# [Given text]
########
Scala higher kinded type variance

5
votes

I am dipping my toes in higher kinded types, exploring a very basic Scala example:

trait Mappable[F[_]] {
  def map[A, B](fa: F[A])(f: A => B): F[B]
}

object Mappable {
  implicit object MappableOption extends Mappable[Option] {
    def map[A, B](fa: Option[A])(f: A => B): Option[B] = fa.map(f)
  }
  implicit object MappableSeq extends Mappable[Seq] {
    def map[A, B](fa: Seq[A])(f: A => B): Seq[B] = fa.map(f)
  }
}

def bananaTuple[F[_], T](f: F[T])(implicit F: Mappable[F]): F[(String, T)] =
  F.map(f)(("banana", _))

This works:

bananaTuple(Option(42)) // Some((banana,42))
bananaTuple(Seq(42))    // List((banana,42))

But this does not compile:

bananaTuple(Some(42))
bananaTuple(List(42))

The compile errors I get:

could not find implicit value for parameter F: ch.netzwerg.hkt.HigherKindedTypes.Mappable[Some] bananaTuple(Some(42))

not enough arguments for method bananaTuple: (implicit F: ch.netzwerg.hkt.HigherKindedTypes.Mappable[Some])Some[(String, Int)]. Unspecified value parameter F. bananaTuple(Some(42))

How can I bring variance into the game?

2
scalahigher-kinded-types
The F argument for Mappable is invariant so you won't be able to fix this with variance annotations.erdeszt

2 Answers

2
votes

We can make this work with a little more parameteric polymorphism:

object MappableExample {
  trait Mappable[F[_]] {
    type Res[_]
    def map[A, B](f: A => B)(c: F[A]): Res[B]
  }

  implicit def seqMappable[C[X] <: Seq[X]] = new Mappable[C] {
    type Res[X] = Seq[X]
    override def map[A, B](f:A => B)(c: C[A]): Seq[B] = c.map(f)
  }

  implicit def optionMappable[C[X] <: Option[X]]: Mappable[C] = new Mappable[C] {
    type Res[X] = Option[X]
    override def map[A, B](f: A => B)(c: C[A]): Option[B] = c.map(f)
  }

  def map[A, B, C[_]](xs: C[A])(f: A => B)(implicit mappable: Mappable[C]): mappable.Res[B] = {
    mappable.map(f)(xs)
  }

  def main(args: Array[String]): Unit = {
    println(map(List(1,2,3))(("banana", _)))
    println(map(Some(1))(("banana", _)))
  }
}

Yields:

List((banana,1), (banana,2), (banana,3))
Some((banana,1))

The compiler now infers Some as Mappable[Some]#Res[Int] and Mappable[List]#Res[Int] which is quite ugly. One would expect the compiler to actually be able to infer the right type without needing for any co/contravariance on the Mappable trait, which we can't do since we're using it in an invariant position.

1
votes

Subtype polymorphism allows us to pass values of a certain type or any of its subtypes to a method. If a method takes a value of type Fruit, we can also pass an Apple inside (an apple is a fruit after all). So if you want to be able to pass a Mappable.MappableOption to your bananaTuple method, you have to make that MappableOption a subtype of MappableSome (since the type of your first parameter of bananaTuple dictates the implicit one). This means that you want your Mappable contravariant (if Some <: Option, then Mappable[Some] >: Mappable[Option]).
########
# [Task set]
a) For the Scala variance thread, mark each statement yes or no, and quote the words from the thread that decide it:
(i) The comment under the question says variance annotations can fix the problem.
(ii) The program in the first answer prints Some((banana,1)).
(iii) The second answer says Mappable should be made covariant.
b) Answer these questions from the Scala variance thread:
(i) What method that returns F[(String, T)] does the asker define?
(ii) What type member does the first answer add to the Mappable trait?
(iii) Which value does the second answer give as an example that can be passed where a Fruit is expected?
The listing below comes from a separate source.
########
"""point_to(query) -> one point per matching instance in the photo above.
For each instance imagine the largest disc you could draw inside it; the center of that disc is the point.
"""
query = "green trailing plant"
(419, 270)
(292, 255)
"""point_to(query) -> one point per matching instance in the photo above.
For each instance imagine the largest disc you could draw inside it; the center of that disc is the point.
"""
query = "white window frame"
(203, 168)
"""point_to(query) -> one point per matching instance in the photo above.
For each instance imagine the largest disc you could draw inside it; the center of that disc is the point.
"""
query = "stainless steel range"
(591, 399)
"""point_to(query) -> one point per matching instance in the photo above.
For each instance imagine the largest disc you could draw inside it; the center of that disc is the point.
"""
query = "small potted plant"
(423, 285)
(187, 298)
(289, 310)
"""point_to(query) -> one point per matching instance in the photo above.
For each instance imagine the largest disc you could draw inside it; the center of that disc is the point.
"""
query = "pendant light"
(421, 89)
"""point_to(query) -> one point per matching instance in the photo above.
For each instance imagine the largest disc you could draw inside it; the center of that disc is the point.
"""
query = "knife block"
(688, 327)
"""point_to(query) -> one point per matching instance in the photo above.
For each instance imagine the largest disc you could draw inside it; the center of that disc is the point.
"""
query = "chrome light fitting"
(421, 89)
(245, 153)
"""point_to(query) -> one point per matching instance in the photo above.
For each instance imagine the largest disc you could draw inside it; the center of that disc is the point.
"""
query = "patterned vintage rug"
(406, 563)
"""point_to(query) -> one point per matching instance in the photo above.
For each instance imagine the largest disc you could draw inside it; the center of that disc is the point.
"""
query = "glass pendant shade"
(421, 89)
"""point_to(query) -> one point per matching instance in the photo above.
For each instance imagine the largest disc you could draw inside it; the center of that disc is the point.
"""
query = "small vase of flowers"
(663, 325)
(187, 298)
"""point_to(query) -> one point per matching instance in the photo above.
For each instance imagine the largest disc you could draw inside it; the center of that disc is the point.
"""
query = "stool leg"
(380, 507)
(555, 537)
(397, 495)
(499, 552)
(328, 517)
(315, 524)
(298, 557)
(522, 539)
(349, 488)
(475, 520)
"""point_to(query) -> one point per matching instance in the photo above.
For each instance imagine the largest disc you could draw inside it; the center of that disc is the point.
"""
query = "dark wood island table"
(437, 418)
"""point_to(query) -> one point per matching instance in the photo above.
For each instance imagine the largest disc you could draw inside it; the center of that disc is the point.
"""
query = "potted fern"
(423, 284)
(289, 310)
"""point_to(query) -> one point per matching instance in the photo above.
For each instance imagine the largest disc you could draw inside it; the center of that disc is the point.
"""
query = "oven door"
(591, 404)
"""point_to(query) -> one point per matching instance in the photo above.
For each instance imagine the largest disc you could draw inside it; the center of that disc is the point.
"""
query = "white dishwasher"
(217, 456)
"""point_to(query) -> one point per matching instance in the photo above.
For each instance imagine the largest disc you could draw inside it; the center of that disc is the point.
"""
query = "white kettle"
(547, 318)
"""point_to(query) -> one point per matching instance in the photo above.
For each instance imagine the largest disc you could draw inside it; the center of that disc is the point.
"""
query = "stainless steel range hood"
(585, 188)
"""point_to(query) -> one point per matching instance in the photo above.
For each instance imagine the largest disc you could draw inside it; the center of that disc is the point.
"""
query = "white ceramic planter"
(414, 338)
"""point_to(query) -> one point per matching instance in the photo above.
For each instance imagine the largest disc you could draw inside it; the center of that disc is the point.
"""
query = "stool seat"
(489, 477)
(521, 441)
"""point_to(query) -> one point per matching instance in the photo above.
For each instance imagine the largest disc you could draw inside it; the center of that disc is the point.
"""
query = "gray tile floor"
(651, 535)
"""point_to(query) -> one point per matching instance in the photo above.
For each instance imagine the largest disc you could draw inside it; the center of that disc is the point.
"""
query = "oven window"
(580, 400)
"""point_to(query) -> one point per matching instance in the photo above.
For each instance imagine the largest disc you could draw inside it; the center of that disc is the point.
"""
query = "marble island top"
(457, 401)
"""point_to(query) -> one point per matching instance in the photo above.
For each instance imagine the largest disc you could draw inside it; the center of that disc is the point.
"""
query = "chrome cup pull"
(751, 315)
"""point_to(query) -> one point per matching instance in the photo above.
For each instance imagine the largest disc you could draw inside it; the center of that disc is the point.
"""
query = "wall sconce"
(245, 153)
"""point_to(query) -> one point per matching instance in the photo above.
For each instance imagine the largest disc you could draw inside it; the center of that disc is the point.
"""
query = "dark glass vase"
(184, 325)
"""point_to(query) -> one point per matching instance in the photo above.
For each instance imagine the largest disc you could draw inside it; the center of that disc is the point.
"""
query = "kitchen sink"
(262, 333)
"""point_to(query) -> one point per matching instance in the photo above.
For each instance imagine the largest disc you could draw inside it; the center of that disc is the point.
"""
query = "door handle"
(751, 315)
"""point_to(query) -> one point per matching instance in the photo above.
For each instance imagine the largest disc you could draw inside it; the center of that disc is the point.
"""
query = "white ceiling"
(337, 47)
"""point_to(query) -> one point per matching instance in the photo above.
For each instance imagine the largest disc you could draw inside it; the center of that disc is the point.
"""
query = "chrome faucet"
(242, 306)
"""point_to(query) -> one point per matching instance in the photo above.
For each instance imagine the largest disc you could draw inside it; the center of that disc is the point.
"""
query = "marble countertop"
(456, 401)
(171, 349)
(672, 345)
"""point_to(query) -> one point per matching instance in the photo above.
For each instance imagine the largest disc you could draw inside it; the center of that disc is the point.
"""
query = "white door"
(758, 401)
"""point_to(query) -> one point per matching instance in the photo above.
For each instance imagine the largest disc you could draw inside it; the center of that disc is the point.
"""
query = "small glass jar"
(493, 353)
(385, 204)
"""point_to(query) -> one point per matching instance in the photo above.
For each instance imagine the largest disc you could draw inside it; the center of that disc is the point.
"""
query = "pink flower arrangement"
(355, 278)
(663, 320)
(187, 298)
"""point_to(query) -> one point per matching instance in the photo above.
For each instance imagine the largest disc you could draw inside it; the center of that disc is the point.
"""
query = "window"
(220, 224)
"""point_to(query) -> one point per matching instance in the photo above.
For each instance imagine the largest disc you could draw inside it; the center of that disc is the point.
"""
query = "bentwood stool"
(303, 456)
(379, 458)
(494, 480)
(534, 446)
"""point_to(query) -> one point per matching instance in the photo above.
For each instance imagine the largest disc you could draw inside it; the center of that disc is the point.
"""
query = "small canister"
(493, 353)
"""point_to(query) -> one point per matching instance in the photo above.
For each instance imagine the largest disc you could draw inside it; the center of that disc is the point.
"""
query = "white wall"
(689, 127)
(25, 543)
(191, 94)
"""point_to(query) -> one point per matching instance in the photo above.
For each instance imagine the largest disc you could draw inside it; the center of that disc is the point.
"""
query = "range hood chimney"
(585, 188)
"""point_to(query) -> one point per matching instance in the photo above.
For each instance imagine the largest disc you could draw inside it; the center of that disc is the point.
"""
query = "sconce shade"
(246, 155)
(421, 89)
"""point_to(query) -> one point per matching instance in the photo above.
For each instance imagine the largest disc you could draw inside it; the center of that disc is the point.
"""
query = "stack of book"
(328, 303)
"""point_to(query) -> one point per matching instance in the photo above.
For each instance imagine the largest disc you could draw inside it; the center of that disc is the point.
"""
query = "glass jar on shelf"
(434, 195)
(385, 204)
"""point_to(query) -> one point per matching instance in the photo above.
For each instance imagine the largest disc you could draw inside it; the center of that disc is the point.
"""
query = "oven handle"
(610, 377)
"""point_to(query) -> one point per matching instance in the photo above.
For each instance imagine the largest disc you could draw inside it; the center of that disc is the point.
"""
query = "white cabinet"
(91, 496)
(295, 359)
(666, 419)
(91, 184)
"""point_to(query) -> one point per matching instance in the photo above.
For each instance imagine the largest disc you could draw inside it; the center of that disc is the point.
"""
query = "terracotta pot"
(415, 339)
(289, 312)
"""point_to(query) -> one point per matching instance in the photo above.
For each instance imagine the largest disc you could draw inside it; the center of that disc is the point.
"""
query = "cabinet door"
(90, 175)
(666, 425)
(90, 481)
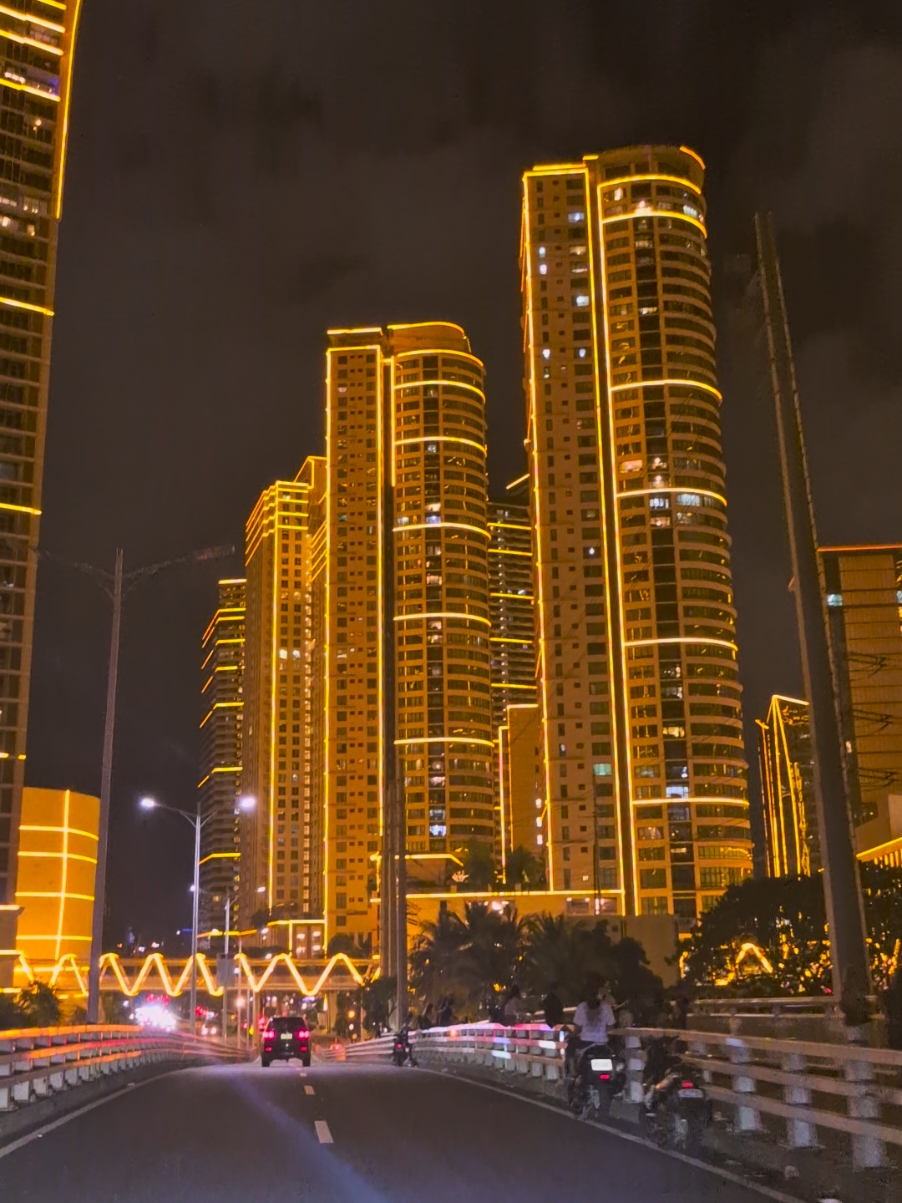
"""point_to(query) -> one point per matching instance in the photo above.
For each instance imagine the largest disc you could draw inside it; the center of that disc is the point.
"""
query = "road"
(247, 1135)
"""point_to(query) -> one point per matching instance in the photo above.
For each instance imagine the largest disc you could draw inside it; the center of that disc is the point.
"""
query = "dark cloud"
(244, 176)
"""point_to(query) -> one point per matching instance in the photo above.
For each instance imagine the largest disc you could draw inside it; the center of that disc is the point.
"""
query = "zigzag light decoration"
(155, 965)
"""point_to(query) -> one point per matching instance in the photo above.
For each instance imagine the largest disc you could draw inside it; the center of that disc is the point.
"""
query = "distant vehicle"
(677, 1106)
(600, 1076)
(285, 1036)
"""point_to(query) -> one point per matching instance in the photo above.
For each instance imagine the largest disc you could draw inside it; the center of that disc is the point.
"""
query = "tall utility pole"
(116, 586)
(106, 776)
(393, 888)
(842, 886)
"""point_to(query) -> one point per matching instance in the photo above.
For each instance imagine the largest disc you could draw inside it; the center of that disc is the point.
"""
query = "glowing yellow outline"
(668, 380)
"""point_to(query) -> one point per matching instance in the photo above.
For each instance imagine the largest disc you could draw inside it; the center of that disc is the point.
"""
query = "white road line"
(322, 1132)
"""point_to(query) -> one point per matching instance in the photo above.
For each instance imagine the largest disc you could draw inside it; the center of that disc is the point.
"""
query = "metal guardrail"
(795, 1092)
(37, 1062)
########
# [Full answers]
a)
(i) No: "The F argument for Mappable is invariant so you won't be able to fix this with variance annotations."
(ii) Yes: "Some((banana,1))"
(iii) No: "This means that you want your Mappable contravariant"

b)
(i) bananaTuple
(ii) Res
(iii) An Apple